**Direction**
State how many lines in the records contain the word "window". Give only the number.

**Given records**
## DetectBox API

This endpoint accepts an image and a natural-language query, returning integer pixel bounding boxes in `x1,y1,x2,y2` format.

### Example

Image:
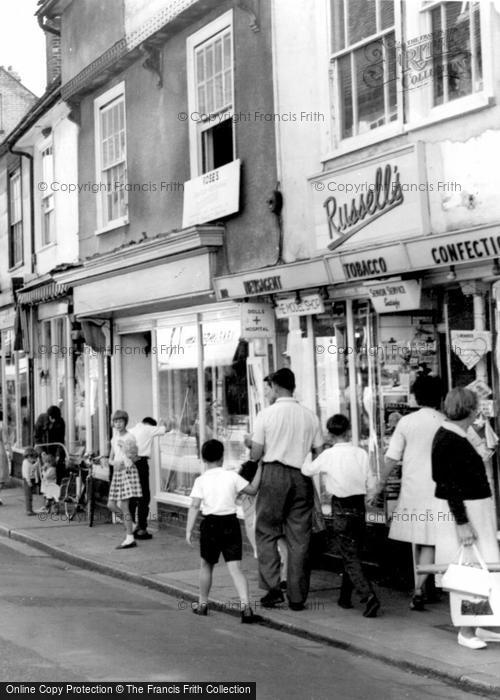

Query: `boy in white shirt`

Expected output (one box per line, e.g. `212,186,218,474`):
186,440,260,623
302,413,380,617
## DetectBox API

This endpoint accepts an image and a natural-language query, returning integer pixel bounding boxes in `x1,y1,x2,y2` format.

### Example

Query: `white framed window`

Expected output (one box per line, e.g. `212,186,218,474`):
329,0,400,141
424,1,483,107
41,143,55,246
94,82,128,233
187,11,235,177
9,168,23,267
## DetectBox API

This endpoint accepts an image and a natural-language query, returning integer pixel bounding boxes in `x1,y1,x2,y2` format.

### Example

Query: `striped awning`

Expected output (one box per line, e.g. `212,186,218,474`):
16,280,70,306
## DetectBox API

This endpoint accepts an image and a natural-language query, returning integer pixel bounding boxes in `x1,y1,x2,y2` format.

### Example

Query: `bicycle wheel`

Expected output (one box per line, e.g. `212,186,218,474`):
87,476,95,527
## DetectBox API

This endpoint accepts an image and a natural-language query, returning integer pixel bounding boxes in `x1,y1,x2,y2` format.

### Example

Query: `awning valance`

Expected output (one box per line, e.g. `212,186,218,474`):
16,280,70,306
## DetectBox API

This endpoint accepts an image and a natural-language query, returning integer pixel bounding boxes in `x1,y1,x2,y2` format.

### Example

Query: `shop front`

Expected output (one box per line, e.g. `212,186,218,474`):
215,234,500,585
62,226,250,520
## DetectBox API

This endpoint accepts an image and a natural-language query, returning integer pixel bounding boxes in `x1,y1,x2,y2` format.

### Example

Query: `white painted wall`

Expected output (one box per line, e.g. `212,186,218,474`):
273,0,330,262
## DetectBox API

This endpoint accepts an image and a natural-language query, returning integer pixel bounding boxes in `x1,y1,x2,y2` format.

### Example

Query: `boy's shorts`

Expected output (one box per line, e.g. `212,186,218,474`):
200,513,242,564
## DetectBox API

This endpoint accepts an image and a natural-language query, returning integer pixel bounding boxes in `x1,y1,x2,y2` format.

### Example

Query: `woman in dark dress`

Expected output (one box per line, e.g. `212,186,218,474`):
47,406,66,484
432,388,500,649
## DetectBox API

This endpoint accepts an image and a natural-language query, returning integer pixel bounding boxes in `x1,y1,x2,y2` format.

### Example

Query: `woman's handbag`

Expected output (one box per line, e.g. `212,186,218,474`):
441,545,493,600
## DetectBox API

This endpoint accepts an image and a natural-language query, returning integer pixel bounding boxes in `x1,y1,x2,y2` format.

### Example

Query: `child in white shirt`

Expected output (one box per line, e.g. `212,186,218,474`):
39,452,60,513
21,447,38,515
302,413,380,617
186,440,260,623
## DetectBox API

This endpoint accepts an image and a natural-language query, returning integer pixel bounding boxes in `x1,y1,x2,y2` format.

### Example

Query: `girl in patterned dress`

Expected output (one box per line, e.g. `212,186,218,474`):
108,411,142,549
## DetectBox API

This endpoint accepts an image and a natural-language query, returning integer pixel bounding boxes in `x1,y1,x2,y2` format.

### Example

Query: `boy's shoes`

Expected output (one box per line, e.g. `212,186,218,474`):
410,593,425,612
363,593,380,617
191,603,207,617
337,596,354,610
260,588,285,608
241,605,262,625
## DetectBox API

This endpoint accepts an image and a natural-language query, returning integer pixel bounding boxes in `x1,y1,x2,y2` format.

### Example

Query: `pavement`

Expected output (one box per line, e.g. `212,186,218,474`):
0,487,500,697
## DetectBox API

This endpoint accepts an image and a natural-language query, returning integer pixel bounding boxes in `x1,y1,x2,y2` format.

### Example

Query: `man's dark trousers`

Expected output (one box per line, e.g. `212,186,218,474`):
255,462,314,604
332,495,373,601
129,457,151,531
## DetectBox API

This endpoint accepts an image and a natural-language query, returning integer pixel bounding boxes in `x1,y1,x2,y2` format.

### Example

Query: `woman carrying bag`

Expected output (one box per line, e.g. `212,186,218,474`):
432,388,500,649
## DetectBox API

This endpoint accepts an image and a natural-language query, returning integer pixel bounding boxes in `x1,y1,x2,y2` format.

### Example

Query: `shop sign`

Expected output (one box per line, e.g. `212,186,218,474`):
311,145,428,250
366,280,421,314
451,330,491,369
407,229,500,268
240,302,274,340
465,379,491,399
182,159,241,228
0,306,16,330
326,244,409,283
275,294,325,318
214,258,329,300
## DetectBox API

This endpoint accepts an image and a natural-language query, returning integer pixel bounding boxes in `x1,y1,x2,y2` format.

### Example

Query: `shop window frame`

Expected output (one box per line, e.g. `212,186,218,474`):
94,81,129,235
323,0,403,160
186,10,237,178
7,164,24,270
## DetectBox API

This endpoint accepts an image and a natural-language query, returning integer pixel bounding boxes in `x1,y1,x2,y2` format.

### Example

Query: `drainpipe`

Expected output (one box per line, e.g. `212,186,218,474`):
9,144,36,446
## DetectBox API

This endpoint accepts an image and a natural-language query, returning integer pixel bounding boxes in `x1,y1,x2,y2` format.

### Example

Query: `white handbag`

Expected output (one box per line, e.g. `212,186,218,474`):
441,544,493,599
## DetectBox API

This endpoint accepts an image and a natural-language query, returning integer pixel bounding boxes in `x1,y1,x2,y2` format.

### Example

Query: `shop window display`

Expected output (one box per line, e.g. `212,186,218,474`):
157,319,249,496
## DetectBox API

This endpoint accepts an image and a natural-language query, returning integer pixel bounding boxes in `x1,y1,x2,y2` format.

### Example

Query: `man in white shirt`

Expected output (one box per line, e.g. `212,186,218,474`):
129,416,167,540
251,368,323,610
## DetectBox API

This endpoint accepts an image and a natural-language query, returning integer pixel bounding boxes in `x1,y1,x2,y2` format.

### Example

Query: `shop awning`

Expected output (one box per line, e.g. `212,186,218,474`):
155,320,241,370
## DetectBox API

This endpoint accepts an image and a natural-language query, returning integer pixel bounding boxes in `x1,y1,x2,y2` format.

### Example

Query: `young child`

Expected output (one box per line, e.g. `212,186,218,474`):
21,447,38,515
0,429,9,506
108,411,142,549
186,440,260,623
302,413,380,617
40,452,59,513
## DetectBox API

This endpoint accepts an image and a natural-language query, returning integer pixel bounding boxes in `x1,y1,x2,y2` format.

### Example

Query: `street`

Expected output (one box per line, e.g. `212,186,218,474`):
0,540,488,700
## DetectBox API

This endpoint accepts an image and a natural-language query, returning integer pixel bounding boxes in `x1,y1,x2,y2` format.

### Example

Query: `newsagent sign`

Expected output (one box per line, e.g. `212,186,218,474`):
310,144,428,250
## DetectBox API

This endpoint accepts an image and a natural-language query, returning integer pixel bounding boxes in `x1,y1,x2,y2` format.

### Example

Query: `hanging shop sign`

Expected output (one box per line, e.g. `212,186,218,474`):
310,144,428,250
240,302,274,340
450,330,491,369
365,279,422,314
182,159,241,228
275,294,325,318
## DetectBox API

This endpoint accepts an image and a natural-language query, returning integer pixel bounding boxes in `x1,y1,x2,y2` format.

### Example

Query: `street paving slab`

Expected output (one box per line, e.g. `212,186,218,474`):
0,487,500,697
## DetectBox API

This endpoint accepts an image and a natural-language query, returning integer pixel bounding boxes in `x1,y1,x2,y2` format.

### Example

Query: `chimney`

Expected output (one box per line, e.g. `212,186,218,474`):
6,66,21,82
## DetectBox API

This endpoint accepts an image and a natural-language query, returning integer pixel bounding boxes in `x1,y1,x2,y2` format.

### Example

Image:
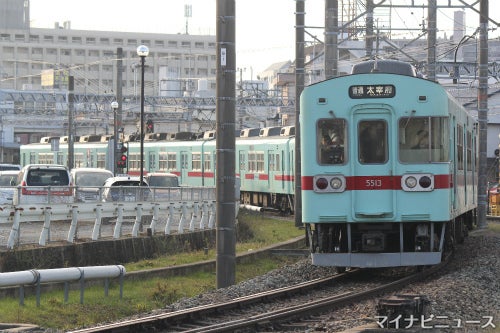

**Solution to the problem**
3